• Provided passage:
⁂

June 2012

One more letter. DC for Democracy sent a letter to all the Council members Monday in advance of their vote on the FY2013 budget Tuesday reiterating our position since the Council restored some of the cuts in the Mayor’s proposal. We gave our proposals for restoring further funding in FY2013 and reminded them about the tax bracket proposals DC4D offered last year. Having heard nothing but silence so far from the Tax Reform Commission that was set up (more than a year ago now?), it seemed like a good time to remind the Council why DC4D believes so strongly in the need to move DC toward a progressive tax system.

See the link to the text of the letter below.
FY2013 Letter to DC Council

[The following letter was submitted to the Current Newspapers by David Power of DC for Democracy’s Budget Committee.

The Current often publishes groundless suggestions that D.C. should not raise more income tax revenue or that raising tax rates on the wealthy would reduce revenues. Recently, The Current claimed that retirees have an “incentive” to change their legal residence to avoid taxation, based solely on an anecdote from an anonymous retiree [“Top officials talk retiree taxes, possible incentives for Georgetown store,” May 30].

⁂

• Task instructions:
Write the next part of the DC for Democracy budget post, picking up right after its last sentence. The data that comes next has no connection to the DC for Democracy budget post.

⁂

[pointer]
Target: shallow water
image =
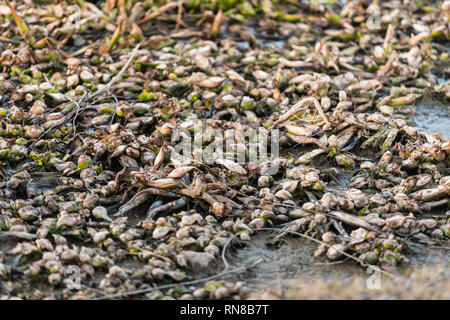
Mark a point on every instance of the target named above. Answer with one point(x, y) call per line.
point(285, 261)
point(432, 118)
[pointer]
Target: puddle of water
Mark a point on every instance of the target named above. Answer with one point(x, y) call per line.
point(283, 263)
point(432, 118)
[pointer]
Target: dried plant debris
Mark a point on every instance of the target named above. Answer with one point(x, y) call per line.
point(98, 98)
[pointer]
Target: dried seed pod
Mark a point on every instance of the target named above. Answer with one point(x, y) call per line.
point(335, 251)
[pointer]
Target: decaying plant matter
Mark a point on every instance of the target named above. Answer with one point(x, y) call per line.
point(92, 97)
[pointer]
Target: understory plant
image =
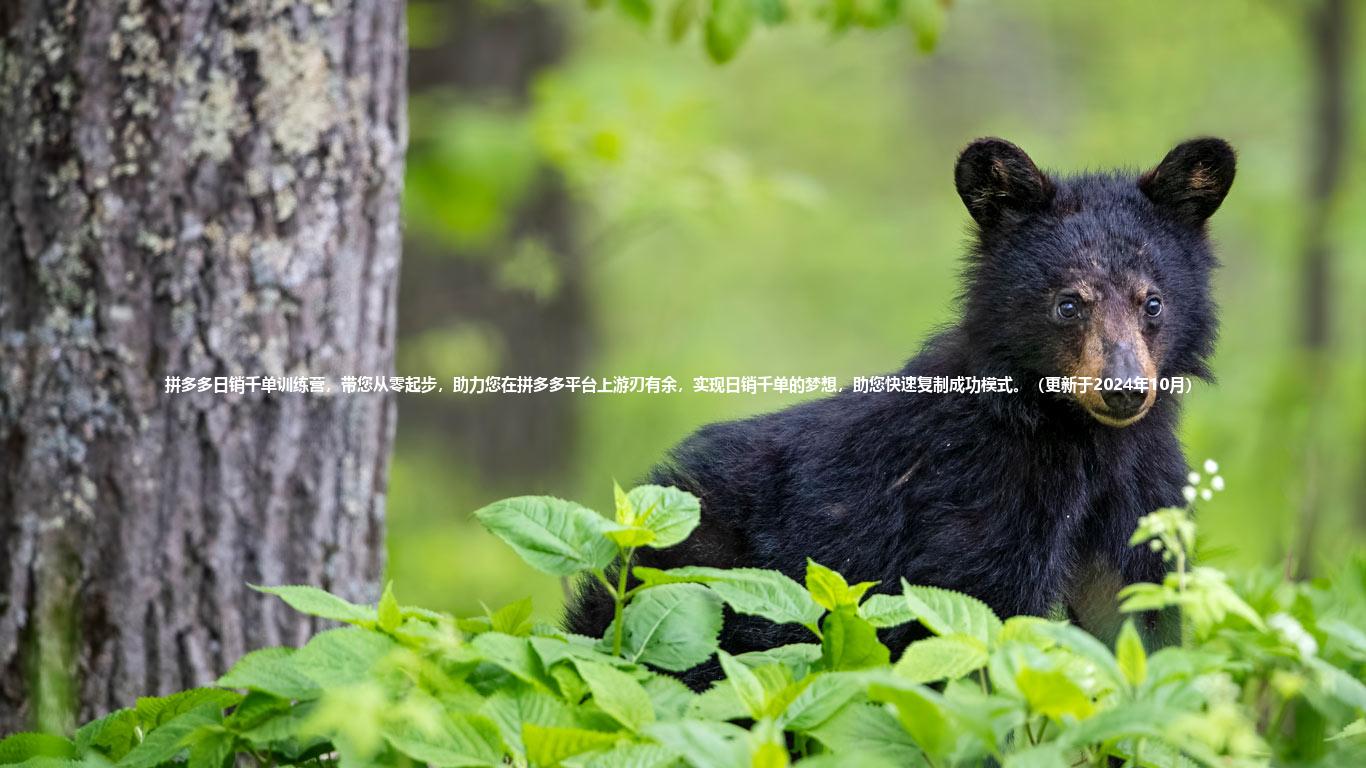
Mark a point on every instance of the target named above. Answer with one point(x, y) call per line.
point(1268, 671)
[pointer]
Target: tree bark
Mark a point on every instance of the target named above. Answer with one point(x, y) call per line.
point(187, 187)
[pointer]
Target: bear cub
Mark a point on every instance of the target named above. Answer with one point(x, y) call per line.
point(1023, 499)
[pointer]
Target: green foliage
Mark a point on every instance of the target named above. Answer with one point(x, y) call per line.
point(1269, 671)
point(727, 23)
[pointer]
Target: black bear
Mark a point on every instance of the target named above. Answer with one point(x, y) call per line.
point(1025, 499)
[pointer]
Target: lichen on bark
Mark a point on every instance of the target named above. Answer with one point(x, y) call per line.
point(206, 189)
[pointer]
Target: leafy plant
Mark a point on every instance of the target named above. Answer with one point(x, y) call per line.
point(726, 25)
point(1268, 671)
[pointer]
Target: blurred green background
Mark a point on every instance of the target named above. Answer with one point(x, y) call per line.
point(586, 198)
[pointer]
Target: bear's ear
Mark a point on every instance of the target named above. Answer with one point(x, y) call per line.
point(997, 181)
point(1193, 179)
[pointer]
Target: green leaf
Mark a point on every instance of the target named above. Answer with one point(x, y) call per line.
point(1339, 683)
point(548, 745)
point(821, 697)
point(850, 642)
point(624, 756)
point(670, 697)
point(668, 513)
point(1130, 719)
point(271, 671)
point(798, 657)
point(887, 611)
point(523, 705)
point(618, 694)
point(1133, 659)
point(317, 603)
point(211, 748)
point(463, 739)
point(1053, 694)
point(22, 746)
point(624, 511)
point(164, 742)
point(941, 657)
point(746, 683)
point(631, 537)
point(1042, 756)
point(771, 11)
point(1354, 729)
point(342, 657)
point(515, 655)
point(829, 589)
point(921, 714)
point(553, 536)
point(754, 592)
point(112, 734)
point(868, 729)
point(388, 612)
point(156, 711)
point(682, 18)
point(671, 626)
point(727, 28)
point(1085, 645)
point(639, 11)
point(512, 618)
point(705, 745)
point(951, 612)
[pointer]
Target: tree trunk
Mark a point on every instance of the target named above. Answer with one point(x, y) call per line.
point(187, 187)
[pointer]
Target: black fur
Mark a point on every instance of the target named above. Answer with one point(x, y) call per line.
point(1010, 498)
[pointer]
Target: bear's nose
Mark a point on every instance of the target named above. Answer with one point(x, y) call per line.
point(1123, 402)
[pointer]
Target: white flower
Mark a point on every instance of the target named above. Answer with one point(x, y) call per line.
point(1294, 633)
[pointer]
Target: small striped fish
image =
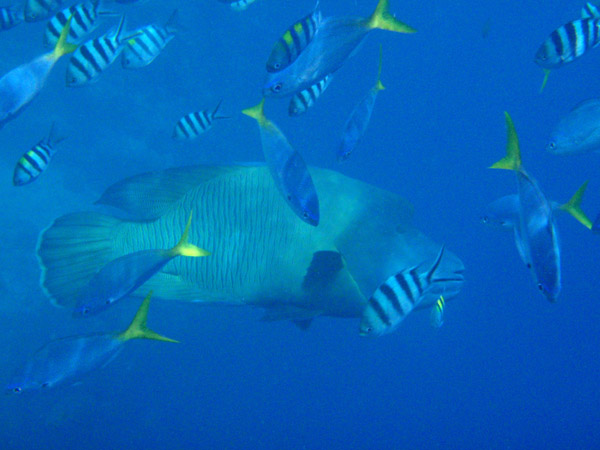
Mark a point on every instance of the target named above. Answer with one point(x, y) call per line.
point(194, 124)
point(397, 297)
point(568, 42)
point(10, 17)
point(294, 40)
point(305, 99)
point(85, 21)
point(31, 165)
point(36, 10)
point(142, 50)
point(92, 58)
point(590, 11)
point(436, 317)
point(238, 5)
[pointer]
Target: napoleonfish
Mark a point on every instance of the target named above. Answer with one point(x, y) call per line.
point(261, 254)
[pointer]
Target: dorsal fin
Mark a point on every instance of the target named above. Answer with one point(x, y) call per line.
point(147, 196)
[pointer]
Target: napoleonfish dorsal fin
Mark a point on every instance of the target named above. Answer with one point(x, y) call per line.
point(149, 195)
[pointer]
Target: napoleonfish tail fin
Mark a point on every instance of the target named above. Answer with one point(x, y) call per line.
point(573, 207)
point(545, 81)
point(70, 252)
point(257, 112)
point(379, 86)
point(512, 160)
point(62, 46)
point(138, 329)
point(184, 248)
point(384, 20)
point(149, 195)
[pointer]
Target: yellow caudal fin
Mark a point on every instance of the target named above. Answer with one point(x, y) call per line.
point(512, 160)
point(184, 248)
point(257, 112)
point(62, 46)
point(379, 86)
point(384, 20)
point(138, 329)
point(546, 75)
point(573, 207)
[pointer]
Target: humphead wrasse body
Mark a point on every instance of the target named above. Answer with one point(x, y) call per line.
point(261, 254)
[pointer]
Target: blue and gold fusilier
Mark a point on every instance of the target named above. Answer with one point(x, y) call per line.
point(357, 123)
point(34, 162)
point(91, 59)
point(22, 84)
point(194, 124)
point(143, 49)
point(294, 40)
point(569, 42)
point(85, 20)
point(67, 360)
point(123, 275)
point(335, 40)
point(287, 167)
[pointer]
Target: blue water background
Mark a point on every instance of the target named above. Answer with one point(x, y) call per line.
point(507, 370)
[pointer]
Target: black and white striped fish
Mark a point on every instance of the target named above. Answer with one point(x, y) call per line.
point(590, 11)
point(34, 162)
point(397, 297)
point(568, 42)
point(92, 58)
point(305, 99)
point(142, 50)
point(10, 16)
point(85, 21)
point(194, 124)
point(36, 10)
point(294, 40)
point(238, 5)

⁂

• Exercise answer:
The Current argues that raising income taxes on the wealthy or taxing retirement income would either harm D.C.’s economy or cause residents to migrate away from D.C. Both are myths.

The Institute on Taxation and Economic Policy rightly calls the myths fomented by The Current, D.C.’s business community and members of the D.C. Council (such as Jack Evans) “junk economics.” The institute concluded, “There is no reason for states to expect that reducing or repealing their income taxes will improve the performance of their economies.” It showed that from 2001 to 2010, six of nine “high rate” states had growth in real per capita gross state product that far exceeded the average of all states. Maryland was a leading example, with real per capita gross state product growth of 12.6 percent.

Your readers probably do not know that D.C.’s rate of real per capita gross domestic product growth over a very similar period (2000 to 2010) was more than 25 percent, double the growth rate of Maryland, and fourth highest in the nation over that period.

The Political Economy Research Institute at the University of Massachusetts recently published an extensive survey of economic literature concluding, based on years of empirical research published in peer-reviewed journals, that if taxes are raised, “The rich will not go on strike. They will not cease working, stop investing, or even move … .” The Center on Budget and Policy Priorities reported that experts have found that raising taxes on high-income households does not harm economic growth.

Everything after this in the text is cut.